Une campagne de « La Manif Pour Tous », vient de lancer une campagne contre la PMA sans père. José Bové pour condamner les OGM s'appuyait sur le discrédit de la PMA il y a encore peu de temps. Maintenant on fait l'inverse: on s'appuie sur le supposé discrédit des OGM pour s'opposer à la PMA! Comme quoi, l'écologisme, s'il a perdu les batailles électorales, a gagné la guerre culturelle. Le discrédit des OGM serait-il à ce point un acquit de la science ? 
La récente campagne a retenu comme slogan : "Après les légumes OGM, les enfants à un seul parent".  Pourtant, mettre sur le même plan les techniques de procréation en laboratoire avec celles des OGM entretient une confusion regrettable. Sélectionner un légume, même avec les OGM, n'est pas du même ordre moral que de sélectionner des ovules fécondés avant de les implanter in utéro et avant de pratiquer, ensuite, une "réduction embryonnaire".
Dans le dernier n° de la revue théologique des Bernardins n°20, Marie-Laeticia Calmeyn commente la Genèse :  "Éloignés de Dieu à cause du péché, l’homme et la femme ne perçoivent plus le sens de l’altérité qui marque leur relation, et ce qui les distingue des autres créatures. Ils veulent se confondre parmi les autres créatures, parmi les arbres". Elle ajoute à juste titre que "ce texte est d’une grande actualité".
Oui, la confusion entre les espèces, entre l'homme et les autres créatures a un nom: l'antispécisme ! C'est une idéologie tout à fait d'actualité, et hélas, comparer OGM et PMA, alimente cette idéologie. Cette campagne peut avoir un impact rhétorique, mais il aurait pu y avoir d'autres images à mettre en avant dans l’imaginaire populaire.
Ayant occupé des engagements non négligeables dans LMPT, je ne veux pas critiquer gratuitement sans faire une proposition constructive: par exemple reprendre des images d’enfants nés dans un chou ou dans une éprouvette. Cela aurait eu le mérite de comparer le légume à une éprouvette et non à un enfant et de ne pas discréditer tout à la fois les OGM et la PMA !
Une telle campagne aurait le mérite de montrer que la PMA fait passer toute notre culture du rêve au cauchemar. Comment cela? 

Commentaire: "les2ailes.com"

1- Le chou, un rêve structurant

Les psychologues montrent que l'enfant met du temps à découvrir son origine. Il en reste à un vague sentiment qu'il est simplement le fruit de l'amour de ses parents. Concrètement, il lui faut objectiviser ce sentiment. Toute une tradition populaire s'est construite autour de cette histoire de chou pour faire rêver l'enfant.

- DONNÉES FOURNIES

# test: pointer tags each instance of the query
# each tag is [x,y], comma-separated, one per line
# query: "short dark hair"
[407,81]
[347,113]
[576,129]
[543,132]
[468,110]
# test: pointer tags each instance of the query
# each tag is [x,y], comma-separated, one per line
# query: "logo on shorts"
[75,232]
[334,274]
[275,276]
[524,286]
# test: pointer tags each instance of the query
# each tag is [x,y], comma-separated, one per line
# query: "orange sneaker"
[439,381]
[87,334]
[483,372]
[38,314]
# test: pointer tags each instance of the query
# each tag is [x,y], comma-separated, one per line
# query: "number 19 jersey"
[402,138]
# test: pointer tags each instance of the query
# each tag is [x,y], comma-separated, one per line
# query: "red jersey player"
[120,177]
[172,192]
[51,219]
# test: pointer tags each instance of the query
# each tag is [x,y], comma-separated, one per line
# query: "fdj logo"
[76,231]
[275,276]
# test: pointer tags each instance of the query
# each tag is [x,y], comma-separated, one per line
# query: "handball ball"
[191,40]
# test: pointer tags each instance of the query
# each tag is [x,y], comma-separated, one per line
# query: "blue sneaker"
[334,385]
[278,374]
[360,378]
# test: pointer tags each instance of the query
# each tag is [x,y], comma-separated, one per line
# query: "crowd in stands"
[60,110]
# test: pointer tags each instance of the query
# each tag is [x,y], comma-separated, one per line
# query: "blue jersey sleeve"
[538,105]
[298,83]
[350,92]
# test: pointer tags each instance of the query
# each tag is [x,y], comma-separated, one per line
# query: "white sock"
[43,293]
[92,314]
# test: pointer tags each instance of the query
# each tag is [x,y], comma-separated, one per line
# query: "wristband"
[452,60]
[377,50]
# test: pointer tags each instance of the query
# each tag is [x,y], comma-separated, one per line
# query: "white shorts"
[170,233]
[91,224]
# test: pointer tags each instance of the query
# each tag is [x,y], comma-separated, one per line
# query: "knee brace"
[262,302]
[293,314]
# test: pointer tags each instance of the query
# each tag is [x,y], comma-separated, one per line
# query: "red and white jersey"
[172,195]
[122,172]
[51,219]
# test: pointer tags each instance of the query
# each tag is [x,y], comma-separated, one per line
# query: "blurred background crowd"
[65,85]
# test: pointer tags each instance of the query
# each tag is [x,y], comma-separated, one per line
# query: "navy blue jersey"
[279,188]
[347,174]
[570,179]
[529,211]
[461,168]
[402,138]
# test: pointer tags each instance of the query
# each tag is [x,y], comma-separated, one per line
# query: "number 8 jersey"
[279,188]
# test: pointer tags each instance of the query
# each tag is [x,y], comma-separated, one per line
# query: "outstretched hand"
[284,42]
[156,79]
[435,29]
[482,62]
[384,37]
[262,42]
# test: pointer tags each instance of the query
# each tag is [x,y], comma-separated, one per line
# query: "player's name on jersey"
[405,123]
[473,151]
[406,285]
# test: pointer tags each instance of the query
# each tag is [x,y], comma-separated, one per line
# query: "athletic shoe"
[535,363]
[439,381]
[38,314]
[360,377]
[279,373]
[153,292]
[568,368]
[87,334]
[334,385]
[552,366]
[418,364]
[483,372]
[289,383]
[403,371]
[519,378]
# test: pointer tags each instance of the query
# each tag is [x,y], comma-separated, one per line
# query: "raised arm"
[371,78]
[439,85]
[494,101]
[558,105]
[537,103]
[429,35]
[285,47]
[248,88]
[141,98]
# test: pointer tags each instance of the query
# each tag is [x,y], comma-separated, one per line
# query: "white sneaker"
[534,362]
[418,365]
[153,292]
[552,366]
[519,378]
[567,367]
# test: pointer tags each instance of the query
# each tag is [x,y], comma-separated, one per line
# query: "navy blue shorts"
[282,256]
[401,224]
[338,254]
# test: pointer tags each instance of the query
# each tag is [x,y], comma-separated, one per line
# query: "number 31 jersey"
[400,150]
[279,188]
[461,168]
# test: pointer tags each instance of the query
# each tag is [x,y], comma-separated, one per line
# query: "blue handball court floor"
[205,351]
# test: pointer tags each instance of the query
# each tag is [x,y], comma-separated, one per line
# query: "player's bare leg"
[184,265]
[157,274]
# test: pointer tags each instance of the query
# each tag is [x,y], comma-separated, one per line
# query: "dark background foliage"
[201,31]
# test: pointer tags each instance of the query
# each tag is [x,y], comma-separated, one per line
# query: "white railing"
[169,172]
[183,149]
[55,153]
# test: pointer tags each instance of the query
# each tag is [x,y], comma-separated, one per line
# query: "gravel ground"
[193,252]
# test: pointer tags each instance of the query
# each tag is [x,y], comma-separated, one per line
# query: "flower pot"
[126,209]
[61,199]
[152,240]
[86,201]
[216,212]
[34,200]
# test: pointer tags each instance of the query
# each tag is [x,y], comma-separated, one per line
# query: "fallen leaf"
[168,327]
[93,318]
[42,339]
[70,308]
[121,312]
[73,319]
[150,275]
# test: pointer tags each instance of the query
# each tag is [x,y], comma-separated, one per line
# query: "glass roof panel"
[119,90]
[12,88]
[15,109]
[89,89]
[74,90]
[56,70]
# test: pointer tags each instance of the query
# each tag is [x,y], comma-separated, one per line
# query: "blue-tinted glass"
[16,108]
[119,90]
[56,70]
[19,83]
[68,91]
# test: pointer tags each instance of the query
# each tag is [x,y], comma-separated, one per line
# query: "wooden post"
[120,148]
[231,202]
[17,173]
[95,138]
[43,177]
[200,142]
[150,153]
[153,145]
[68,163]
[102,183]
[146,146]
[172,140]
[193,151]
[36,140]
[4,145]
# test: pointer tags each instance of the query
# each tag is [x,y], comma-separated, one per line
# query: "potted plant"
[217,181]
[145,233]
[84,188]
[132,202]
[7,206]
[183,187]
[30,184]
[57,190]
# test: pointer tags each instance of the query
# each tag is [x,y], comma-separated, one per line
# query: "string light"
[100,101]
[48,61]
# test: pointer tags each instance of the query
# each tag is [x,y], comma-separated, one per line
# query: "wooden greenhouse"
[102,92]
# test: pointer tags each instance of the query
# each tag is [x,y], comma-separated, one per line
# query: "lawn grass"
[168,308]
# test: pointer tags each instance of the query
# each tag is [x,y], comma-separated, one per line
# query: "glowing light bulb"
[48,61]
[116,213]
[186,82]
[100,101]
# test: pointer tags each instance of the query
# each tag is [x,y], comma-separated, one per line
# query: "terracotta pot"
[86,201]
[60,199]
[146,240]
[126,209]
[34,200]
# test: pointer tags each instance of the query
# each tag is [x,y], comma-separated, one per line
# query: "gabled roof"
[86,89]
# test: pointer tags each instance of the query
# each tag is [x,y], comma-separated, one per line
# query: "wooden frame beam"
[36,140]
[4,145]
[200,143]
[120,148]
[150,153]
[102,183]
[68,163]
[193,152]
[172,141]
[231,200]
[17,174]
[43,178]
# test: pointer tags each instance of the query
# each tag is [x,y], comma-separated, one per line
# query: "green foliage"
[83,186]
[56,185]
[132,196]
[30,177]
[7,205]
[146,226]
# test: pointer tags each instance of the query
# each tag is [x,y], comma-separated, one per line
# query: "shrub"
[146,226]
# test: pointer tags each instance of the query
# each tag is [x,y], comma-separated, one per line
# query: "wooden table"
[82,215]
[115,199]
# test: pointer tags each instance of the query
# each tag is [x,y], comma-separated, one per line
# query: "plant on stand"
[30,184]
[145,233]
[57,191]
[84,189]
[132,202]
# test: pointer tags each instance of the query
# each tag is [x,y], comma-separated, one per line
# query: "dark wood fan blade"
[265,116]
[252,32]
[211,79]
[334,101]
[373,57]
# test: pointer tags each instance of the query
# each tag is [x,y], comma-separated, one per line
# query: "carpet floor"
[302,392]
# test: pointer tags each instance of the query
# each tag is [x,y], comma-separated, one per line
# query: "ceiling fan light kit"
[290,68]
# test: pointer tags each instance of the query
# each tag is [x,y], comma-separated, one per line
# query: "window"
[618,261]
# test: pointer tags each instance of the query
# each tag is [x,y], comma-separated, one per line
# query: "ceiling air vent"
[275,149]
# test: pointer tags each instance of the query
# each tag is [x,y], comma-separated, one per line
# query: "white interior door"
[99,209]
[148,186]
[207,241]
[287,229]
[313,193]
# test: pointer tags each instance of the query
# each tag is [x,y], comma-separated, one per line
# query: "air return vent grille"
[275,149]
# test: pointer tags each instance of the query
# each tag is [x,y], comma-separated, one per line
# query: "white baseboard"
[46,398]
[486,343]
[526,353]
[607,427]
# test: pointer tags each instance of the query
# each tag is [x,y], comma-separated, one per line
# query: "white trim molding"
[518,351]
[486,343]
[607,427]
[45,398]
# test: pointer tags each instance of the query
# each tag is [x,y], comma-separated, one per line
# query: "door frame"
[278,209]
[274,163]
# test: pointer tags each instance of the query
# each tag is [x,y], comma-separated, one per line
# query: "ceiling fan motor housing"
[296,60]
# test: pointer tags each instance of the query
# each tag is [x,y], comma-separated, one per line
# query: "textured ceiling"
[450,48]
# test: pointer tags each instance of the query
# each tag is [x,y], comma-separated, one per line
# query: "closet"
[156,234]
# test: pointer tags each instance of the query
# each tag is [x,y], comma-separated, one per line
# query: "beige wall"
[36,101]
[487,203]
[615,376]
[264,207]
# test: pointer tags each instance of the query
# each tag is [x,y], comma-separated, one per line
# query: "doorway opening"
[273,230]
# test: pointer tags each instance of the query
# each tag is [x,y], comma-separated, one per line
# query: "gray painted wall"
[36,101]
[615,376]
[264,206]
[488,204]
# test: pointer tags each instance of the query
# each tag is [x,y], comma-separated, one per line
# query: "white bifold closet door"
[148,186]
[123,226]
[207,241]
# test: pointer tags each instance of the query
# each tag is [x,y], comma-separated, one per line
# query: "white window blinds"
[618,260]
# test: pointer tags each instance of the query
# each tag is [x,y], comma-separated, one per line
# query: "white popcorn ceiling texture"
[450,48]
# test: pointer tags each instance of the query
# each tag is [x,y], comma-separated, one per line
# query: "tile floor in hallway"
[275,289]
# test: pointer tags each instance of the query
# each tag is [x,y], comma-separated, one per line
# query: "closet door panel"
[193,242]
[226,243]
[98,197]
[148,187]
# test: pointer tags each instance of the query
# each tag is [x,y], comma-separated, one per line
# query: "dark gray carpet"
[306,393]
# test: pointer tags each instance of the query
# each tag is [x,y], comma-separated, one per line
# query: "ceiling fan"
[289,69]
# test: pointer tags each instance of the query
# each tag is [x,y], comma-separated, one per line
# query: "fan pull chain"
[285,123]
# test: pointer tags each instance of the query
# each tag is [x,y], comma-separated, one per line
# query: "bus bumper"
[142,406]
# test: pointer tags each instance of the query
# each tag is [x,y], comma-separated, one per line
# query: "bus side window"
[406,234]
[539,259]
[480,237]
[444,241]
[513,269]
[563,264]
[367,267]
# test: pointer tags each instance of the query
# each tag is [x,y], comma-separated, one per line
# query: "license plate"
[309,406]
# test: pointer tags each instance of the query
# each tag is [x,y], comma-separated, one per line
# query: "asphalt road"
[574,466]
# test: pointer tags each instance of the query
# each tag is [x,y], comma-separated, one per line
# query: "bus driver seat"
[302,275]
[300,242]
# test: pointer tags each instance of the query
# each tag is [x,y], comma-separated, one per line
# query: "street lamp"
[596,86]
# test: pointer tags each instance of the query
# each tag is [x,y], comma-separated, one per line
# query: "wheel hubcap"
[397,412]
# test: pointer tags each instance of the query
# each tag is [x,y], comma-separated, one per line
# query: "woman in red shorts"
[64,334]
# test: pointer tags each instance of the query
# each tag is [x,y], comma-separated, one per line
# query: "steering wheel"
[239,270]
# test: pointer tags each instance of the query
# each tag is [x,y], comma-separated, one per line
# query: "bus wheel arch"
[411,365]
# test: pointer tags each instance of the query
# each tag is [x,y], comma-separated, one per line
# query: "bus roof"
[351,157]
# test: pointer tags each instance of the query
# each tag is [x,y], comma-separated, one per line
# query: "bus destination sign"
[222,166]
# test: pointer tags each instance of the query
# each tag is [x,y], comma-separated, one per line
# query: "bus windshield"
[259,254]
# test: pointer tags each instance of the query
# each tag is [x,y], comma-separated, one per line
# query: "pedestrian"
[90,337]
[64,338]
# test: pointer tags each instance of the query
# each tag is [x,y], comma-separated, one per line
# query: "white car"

- CONSIGNE
Reproduisez mot pour mot le passage de l'extrait qui commence par les mots contenant « Oui, la confusion » et se termine par « dans l’imaginaire populaire. ». Appuyez-vous uniquement sur l'extrait.

- RÉPONSE
Oui, la confusion entre les espèces, entre l'homme et les autres créatures a un nom: l'antispécisme ! C'est une idéologie tout à fait d'actualité, et hélas, comparer OGM et PMA, alimente cette idéologie. Cette campagne peut avoir un impact rhétorique, mais il aurait pu y avoir d'autres images à mettre en avant dans l’imaginaire populaire.